Текст:

У приоткрытых дверей церкви слышна молитва. Но вскоре она прерывается.

На часах девять утра. Монахини в черных одеяниях выходят из храма, спускаются по церковной лестнице и расходятся по монастырскому двору.

К нам подходит высокая, статная монахиня, держа в руках небольшую книжку. “Вы пришли собирать картошку?“ — спрашивает она, ласково и приветливо обводя нас взглядом.

Эта молодая монахиня расспрашивает нас, ели ли мы, после чего добавляет, что нас обязательно накормят в монастырской гостинице, указывая на дом красного цвета с палисадником цветущих гортензий и золотарника.

“Хорошо поешьте, а потом за вами придут”, — говорит она нам и уходит.

“Подкрепитесь, родные, отдыхайте, голубки! Вам скоро в поле работать”, — приговаривает работница монастырской гостиницы, выставляя на стол перед нами тарелки с кашей и вареньем, творог, сыр, булочку, хлеб и печенье.

С парадного портрета на стене столовой на нас суровым взглядом смотрит Алексий II.

И тут появляется матушка Зосима — энергичная монахиня, отвечающая за организацию сбора картошки. В одной руке у нее телефон, в другой — вещи, необходимые для работы. Она суетится, звонит по телефону, что-то кому-то объясняет и дает распоряжения.

“Вы приехали из Таллинна? Слава Богу!“ — говорит она. У монастырских ворот нас поджидает белый фургончик, где для пассажиров не предусмотрено ни сидений, ни окон. Мы присаживаемся на пол, матушка закрывает дверь машины и садится рядом. В полной темноте едем на картофельное поле.

“Прогноз погоды знаете?“ — спрашивает Зосима.

“Да, слышали. На островах уже льет дождь. К вечеру непогода доберется и до Ида-Вирумаа”, — отвечаем мы.

Что требуется: Верните дословно и целиком приведённый выше текст о сборе картошки в монастыре.

Приведённый список:
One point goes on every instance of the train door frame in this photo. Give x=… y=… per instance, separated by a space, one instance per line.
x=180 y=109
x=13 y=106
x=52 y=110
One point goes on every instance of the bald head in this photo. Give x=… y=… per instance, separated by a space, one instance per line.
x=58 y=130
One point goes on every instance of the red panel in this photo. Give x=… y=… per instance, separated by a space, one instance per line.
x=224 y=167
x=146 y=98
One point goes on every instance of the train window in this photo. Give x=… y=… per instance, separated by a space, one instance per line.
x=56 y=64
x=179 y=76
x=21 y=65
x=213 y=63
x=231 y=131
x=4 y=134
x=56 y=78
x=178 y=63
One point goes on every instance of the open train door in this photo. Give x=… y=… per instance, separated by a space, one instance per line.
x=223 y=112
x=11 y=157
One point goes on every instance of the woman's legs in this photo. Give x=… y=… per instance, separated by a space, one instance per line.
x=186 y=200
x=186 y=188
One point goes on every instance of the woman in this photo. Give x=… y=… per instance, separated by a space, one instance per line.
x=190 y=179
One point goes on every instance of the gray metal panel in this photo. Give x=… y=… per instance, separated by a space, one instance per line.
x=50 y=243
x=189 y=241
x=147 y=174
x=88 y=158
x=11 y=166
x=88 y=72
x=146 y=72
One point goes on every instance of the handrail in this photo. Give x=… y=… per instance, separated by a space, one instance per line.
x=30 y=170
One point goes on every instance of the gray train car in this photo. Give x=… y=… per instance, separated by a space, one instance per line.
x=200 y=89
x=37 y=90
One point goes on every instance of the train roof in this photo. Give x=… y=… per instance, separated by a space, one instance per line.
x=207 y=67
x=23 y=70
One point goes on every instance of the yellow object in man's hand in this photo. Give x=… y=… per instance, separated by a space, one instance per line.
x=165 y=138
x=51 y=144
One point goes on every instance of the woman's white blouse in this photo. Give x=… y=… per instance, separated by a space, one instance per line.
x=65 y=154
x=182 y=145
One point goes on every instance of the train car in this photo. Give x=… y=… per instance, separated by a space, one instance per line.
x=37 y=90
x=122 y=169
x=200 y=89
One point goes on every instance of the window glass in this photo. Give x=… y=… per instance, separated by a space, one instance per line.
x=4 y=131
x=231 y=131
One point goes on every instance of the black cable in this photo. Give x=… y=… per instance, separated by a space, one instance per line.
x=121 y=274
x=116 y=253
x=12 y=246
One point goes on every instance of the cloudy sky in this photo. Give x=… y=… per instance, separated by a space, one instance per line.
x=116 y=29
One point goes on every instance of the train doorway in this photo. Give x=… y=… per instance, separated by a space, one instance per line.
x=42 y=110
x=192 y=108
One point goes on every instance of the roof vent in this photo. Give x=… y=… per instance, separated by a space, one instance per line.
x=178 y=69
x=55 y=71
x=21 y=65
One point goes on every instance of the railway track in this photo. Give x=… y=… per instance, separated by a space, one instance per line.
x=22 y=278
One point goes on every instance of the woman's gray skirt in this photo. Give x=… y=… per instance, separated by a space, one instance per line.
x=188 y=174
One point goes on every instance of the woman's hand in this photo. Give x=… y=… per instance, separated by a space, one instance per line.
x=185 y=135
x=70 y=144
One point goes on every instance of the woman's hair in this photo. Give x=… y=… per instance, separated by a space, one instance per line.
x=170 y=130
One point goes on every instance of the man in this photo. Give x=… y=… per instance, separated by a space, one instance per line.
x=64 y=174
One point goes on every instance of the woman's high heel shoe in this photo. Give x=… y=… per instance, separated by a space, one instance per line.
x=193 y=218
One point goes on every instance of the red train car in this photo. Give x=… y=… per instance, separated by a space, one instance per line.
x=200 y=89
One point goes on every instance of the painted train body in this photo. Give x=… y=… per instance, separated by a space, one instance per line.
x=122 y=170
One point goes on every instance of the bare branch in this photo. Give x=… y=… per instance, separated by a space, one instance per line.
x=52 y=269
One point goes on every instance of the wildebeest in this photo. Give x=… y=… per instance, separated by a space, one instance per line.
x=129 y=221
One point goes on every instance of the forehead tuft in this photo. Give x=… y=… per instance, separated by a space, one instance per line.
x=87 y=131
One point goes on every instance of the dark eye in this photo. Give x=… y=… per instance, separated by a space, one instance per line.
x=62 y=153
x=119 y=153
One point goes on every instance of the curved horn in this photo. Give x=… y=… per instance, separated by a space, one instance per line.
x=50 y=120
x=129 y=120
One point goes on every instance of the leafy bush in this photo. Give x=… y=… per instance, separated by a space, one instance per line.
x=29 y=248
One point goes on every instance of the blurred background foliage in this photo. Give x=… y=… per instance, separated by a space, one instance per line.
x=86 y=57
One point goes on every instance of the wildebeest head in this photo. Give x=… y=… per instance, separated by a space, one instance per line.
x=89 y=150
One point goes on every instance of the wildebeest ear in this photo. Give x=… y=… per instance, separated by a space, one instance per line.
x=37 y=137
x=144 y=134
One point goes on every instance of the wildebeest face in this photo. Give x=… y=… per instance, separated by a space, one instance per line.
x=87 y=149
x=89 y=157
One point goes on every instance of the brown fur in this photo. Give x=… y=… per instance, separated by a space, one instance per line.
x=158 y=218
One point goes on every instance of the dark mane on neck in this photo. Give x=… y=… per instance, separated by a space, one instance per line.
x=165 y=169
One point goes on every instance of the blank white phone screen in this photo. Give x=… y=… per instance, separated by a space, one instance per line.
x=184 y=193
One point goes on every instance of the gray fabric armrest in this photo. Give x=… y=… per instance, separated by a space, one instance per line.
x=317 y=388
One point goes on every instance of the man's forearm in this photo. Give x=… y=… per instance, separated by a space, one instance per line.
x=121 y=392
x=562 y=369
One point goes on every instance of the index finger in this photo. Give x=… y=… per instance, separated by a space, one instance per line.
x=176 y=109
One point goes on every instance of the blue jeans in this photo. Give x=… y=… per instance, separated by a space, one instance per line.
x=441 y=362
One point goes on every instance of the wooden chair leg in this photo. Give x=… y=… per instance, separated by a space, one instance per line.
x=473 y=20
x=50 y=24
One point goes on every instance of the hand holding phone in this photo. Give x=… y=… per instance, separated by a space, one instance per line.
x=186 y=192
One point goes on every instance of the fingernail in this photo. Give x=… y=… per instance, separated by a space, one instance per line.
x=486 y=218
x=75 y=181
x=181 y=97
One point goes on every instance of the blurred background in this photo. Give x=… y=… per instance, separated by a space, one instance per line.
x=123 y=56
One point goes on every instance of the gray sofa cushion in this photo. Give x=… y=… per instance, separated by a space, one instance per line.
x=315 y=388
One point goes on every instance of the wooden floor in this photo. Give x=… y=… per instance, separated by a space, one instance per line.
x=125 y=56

Выполненное задание:
У приоткрытых дверей церкви слышна молитва. Но вскоре она прерывается.

На часах девять утра. Монахини в черных одеяниях выходят из храма, спускаются по церковной лестнице и расходятся по монастырскому двору.

К нам подходит высокая, статная монахиня, держа в руках небольшую книжку. “Вы пришли собирать картошку?“ — спрашивает она, ласково и приветливо обводя нас взглядом.

Эта молодая монахиня расспрашивает нас, ели ли мы, после чего добавляет, что нас обязательно накормят в монастырской гостинице, указывая на дом красного цвета с палисадником цветущих гортензий и золотарника.

“Хорошо поешьте, а потом за вами придут”, — говорит она нам и уходит.

“Подкрепитесь, родные, отдыхайте, голубки! Вам скоро в поле работать”, — приговаривает работница монастырской гостиницы, выставляя на стол перед нами тарелки с кашей и вареньем, творог, сыр, булочку, хлеб и печенье.

С парадного портрета на стене столовой на нас суровым взглядом смотрит Алексий II.

И тут появляется матушка Зосима — энергичная монахиня, отвечающая за организацию сбора картошки. В одной руке у нее телефон, в другой — вещи, необходимые для работы. Она суетится, звонит по телефону, что-то кому-то объясняет и дает распоряжения.

“Вы приехали из Таллинна? Слава Богу!“ — говорит она. У монастырских ворот нас поджидает белый фургончик, где для пассажиров не предусмотрено ни сидений, ни окон. Мы присаживаемся на пол, матушка закрывает дверь машины и садится рядом. В полной темноте едем на картофельное поле.

“Прогноз погоды знаете?“ — спрашивает Зосима.

“Да, слышали. На островах уже льет дождь. К вечеру непогода доберется и до Ида-Вирумаа”, — отвечаем мы.